WORK ORDER: The full set of records must be set down verbatim.

PROVIDED MATERIAL:
- Opening Delimiter -
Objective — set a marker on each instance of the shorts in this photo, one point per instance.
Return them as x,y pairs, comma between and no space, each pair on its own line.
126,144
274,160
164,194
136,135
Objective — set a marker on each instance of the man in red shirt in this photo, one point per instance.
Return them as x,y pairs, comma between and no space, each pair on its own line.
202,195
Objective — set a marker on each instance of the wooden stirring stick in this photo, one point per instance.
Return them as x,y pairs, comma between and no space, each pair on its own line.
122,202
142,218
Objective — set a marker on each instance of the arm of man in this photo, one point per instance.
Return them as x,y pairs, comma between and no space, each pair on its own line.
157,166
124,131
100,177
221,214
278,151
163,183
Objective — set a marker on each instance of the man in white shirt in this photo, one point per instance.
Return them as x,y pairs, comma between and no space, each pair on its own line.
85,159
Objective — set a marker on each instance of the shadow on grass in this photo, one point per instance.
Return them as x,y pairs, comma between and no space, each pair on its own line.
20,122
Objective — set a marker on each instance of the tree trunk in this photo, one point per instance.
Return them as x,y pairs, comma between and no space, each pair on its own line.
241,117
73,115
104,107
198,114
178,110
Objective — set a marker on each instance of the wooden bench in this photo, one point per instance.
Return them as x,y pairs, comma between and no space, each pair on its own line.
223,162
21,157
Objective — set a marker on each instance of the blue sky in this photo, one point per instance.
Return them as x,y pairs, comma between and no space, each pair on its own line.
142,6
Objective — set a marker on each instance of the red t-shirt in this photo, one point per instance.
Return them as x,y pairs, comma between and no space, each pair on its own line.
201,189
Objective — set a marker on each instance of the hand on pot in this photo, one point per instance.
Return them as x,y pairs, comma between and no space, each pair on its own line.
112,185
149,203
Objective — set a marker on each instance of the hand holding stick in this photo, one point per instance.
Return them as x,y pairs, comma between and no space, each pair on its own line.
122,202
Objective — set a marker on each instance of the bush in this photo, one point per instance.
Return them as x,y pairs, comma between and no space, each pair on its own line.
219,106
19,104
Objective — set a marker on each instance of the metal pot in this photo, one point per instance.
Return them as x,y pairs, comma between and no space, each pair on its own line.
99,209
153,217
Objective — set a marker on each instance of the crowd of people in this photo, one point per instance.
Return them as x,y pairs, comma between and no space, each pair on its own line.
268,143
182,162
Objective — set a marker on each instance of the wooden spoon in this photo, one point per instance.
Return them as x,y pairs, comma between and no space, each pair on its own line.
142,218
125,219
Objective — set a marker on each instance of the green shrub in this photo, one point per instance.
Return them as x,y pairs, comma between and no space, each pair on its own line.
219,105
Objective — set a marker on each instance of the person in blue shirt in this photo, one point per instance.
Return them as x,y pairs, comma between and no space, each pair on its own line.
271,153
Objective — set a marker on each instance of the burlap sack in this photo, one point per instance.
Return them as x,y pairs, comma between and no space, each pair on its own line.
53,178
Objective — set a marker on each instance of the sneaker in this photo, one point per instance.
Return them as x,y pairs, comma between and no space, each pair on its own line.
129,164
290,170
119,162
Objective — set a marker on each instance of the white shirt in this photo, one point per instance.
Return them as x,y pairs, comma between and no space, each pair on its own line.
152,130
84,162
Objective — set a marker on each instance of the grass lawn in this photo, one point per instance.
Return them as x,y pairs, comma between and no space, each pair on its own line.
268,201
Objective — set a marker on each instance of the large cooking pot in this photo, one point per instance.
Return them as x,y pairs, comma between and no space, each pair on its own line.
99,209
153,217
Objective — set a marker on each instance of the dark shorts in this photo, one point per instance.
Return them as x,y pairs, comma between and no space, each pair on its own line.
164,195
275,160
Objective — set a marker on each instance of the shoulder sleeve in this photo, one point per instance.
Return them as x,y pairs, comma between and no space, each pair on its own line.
- Closing Delimiter -
RESPONSE TO THE TASK:
Objective — set a marker on each instance of the shorts in this photo, one point per instance.
Return them as x,y pairs, comma between and no space, each pair on its own line.
126,144
274,160
164,194
136,135
Objective — set a marker on each instance of the man in red shirt in this photo, one point per instance.
Return them as x,y pairs, comma between and no space, each pair on its own line.
202,195
Objective — set a marker on each instance of the wooden stirring stick in this photo, one point per instance.
Return them as x,y pairs, comma between and no space, each pair on its own line.
122,202
142,218
Objective — set a marker on each instance of the arm of man in this photo, one point per instance.
Return them as x,y pairs, comma between and no space, each pair on its own line.
157,166
124,131
100,177
221,214
278,151
163,183
Objective — set a marker on each instance of the man in white shirt in this photo, one point per instance.
Return them as x,y pairs, comma between and no space, each pair on its own line.
85,159
Objective — set a marker on each instance of the shadow on grass in this photo, one point per instance.
Return them as x,y pairs, comma between and no space, each pair on its own line.
20,122
Objective — set a marker on each instance of the tree trunk in this photo, one point per instance.
Return them as x,y pairs, comma between and no space, each pair on its own line.
241,117
73,115
104,107
198,114
178,110
Objective — set a marker on each instance of the wooden bench in this photo, one point per instance.
Return them as x,y pairs, comma between and no space, each pair on its own line.
223,162
21,157
Objective — set a marker on each instance of the blue sky in this photo, one point per instance.
Return them as x,y pairs, comma between and no space, each pair on its own line.
142,6
Objective — set a marker on each instance of the red t-shirt in this photo, one point per instance.
Return them as x,y pairs, comma between and no space, each pair on its own line.
201,189
Objective — set a marker on each instance of the hand on pot in this photo, one point per instance.
Return them as x,y pairs, comma between and no space, each pair on its own line.
112,185
149,203
Objective — set a marker on each instance of the hand holding stick in this photo, one point per instance.
Return them as x,y pairs, comma between and no space, each pair on its own line.
122,202
Objective — set a marker on each instance of the bush in this photo, one point per instance.
Return them as x,y pairs, comma between and no space, each pair on its own line.
219,106
19,104
Objective — set a marker on each instance of the metal pot in this photo, one point per instance.
Return them as x,y pairs, comma between and no space, each pair on its own line.
99,209
153,217
Objective — set a marker on each instance of the crowd of people in this photo, one point per instance.
Return them as x,y pairs, comma between and no space, each pair on its own line.
268,143
182,162
Objective — set a marker on each instance of the wooden spoon in this photo, one point per instance.
Return them as x,y pairs, comma between and no space, each pair on its own line.
142,218
125,219
Objective — set a marker on each instance of the green shrub in this photo, one point per instance.
Return them as x,y pairs, comma between and no space, each pair on its own line.
219,105
Objective — set a marker on each instance of the person in blue shirt in this photo, one point per instance.
Return them as x,y pairs, comma between and no space, each pair on its own line.
271,153
Objective — set a marker on each instance of the burlap sack in this photo, one point per instance.
Return them as x,y pairs, comma between and no space, each pair on its own line.
53,178
Objective — set a marker on each instance of the sneaker in this photo, one point per instance.
Return them as x,y pairs, comma between and no space, each pair on its own line.
129,164
290,170
119,162
Objective — set a marker on each instance of the white shirt in this photo, one point per instance.
Return them as x,y pairs, comma between and no space, each pair on its own line.
152,130
84,162
Objective — set a marker on each instance of the grass lawn in this photo, one point per instance.
Return them as x,y pairs, comma between and no space, each pair on its own line.
268,201
Objective — set a marker on each instance of the large cooking pot in this photo, one point per instance.
Return them as x,y pairs, comma between and no space, each pair on its own line.
99,209
153,217
Objective — set a marker on each instance of the dark shorts in this photo, one point per instance.
Return them as x,y pairs, comma between and no space, each pair on its own line.
164,195
275,160
Objective — set a marker on each instance of the shoulder sleeve in this photo, one point per instance.
Return them as x,y pairs, comma between and no space, each pair on its own line.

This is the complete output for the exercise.